Text section:
================

Alas!, the U.S. Bureau of the Budget had EROS cancelled. NASA had complained that EROS would be an experimental space project, and as such was within the mandate of NASA. Mandates are very important in the government service. Nevertheless, NASA was honour-bound to come up with an alternative program which they finally did in 1969. It was to be called The Earth Resources Technology Satellite (ERTS). It was to retain the three RCA return-beam vidicons, but was also to have a new sensor, the multispectral scanner designed and made by Hughes, Santa Barbara. A vibrating mirror focussed the earth scene onto an array of solid state detectors arranged in five clusters, each cluster being sensitive to a different wave band, making five channels ranging from blue to the far infrared. The sensor was to have a ground resolution of 80 metres.

Our problem now was how to get the same deal with NASA on ERTS as we had with Interior on EROS, particularly as NASA originally had no plans to share their program internationally. John Chapman, who had successful cooperation with NASA on the Alouette and ISIS programs and I visited their Assistant Administrator to propose that Canada read out ERTS at Prince Albert. We were politely told "it would be foolish to invest in a readout and ground data handling facility as it would be too large a risk for Canada. It was costing NASA $40 million and besides, they could cover most of the Canadian landmass from their three readout stations in Alaska, Goldstone, Arizona and Wallops Island, New Jersey. Furthermore ERTS would carry an on-board tape recorder which could record any data beyond the range of the three readout stations". It was clear they did not want to have a foreign country reading out this satellite. Chapman appealed to the President Nixon's Scientific Advisor but to no avail.

Canada had a strong tradition, as did most states, of keeping the control of aerial photography and mapping within the country. We did not like the idea of having to purchase imagery of Canadian territory from a foreign country nor of having a foreign country acquire imagery of Canadian territory without advance permission. Such a concept was in violation of the Chicago International Convention which required any state wishing to acquire air photography of another country to first get permission. NASA took the position that in this case, the U.N. Treaty on the 'Peaceful Uses of Outer Space' applied - in which any state was free to conduct any activity in space provided it did no harm to other states (particularly in the case of falling debris).

The Deputy Minister of Communications, Alan Gottlieb and his legal advisor, Charles Dalfen, at first wished to make diplomatic objection on the grounds that the U.S. would be able to obtain exclusive information on the location of potential mineral and petroleum deposits in Canada by means of this satellite and might give advance information to U.S. exploration companies. By orbiting a resource satellite and taking imagery of Canadian territory, the U.S. would be invading our sovereign rights. In EMR, we took the view that it would be preferable for Canada, and indeed the international community, to gain knowledge of the technology which would allow us to better control the use of the data. To that end, Harrison, Gregory and I presented a paper at the International Astronautics Federation held in Brussels in 1971, in which we recommended that an international legal regime for the operation of remote sensing satellites, including the transfer of technology, be established. We suggested the establishment of an international network of readout and ground data handling centres and even supplied a map showing the possible locations of such a network. This aroused a lot of hostility from one of NASA's assistant administrators. Its publication was delayed for four years because the editor misplaced the manuscript and failed to notify me of this.

================

Written task 1: Could you render the records as a numbered list, running from the line containing "Each instance of the blue" through the end of the records, both ends included and blank lines left out?

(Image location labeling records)
================

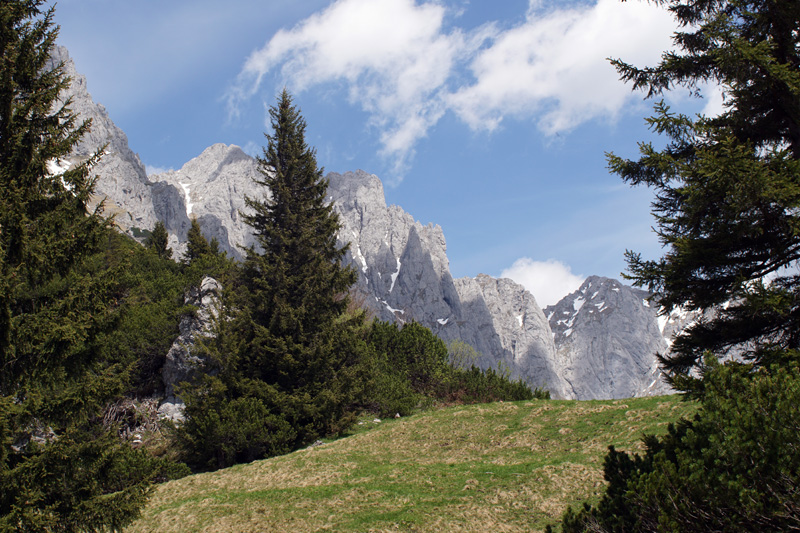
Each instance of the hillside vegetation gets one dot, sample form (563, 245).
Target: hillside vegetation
(511, 466)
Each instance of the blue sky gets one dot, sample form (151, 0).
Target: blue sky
(488, 118)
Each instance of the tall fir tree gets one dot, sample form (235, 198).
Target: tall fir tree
(289, 352)
(728, 212)
(727, 187)
(59, 469)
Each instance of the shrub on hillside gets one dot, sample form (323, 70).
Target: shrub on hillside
(734, 467)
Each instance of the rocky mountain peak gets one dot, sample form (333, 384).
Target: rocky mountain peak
(598, 342)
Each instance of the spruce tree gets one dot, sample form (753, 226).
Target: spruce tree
(727, 208)
(727, 188)
(287, 350)
(59, 469)
(158, 241)
(296, 285)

================

Written task 2:
In the ERTS account:
(a) Who designed and made the multispectral scanner?
(b) How much was the readout and ground data handling facility costing NASA?
(c) At which meeting, and in what city, was the 1971 paper presented?

Response 1:
1. Each instance of the blue sky gets one dot, sample form (151, 0).
2. Target: blue sky
3. (488, 118)
4. Each instance of the tall fir tree gets one dot, sample form (235, 198).
5. Target: tall fir tree
6. (289, 352)
7. (728, 212)
8. (727, 187)
9. (59, 469)
10. Each instance of the shrub on hillside gets one dot, sample form (323, 70).
11. Target: shrub on hillside
12. (734, 467)
13. Each instance of the rocky mountain peak gets one dot, sample form (333, 384).
14. Target: rocky mountain peak
15. (598, 342)
16. Each instance of the spruce tree gets one dot, sample form (753, 226).
17. Target: spruce tree
18. (727, 208)
19. (727, 188)
20. (287, 350)
21. (59, 469)
22. (158, 241)
23. (296, 285)

Response 2:
(a) Hughes, Santa Barbara.
(b) $40 million.
(c) The International Astronautics Federation, in Brussels.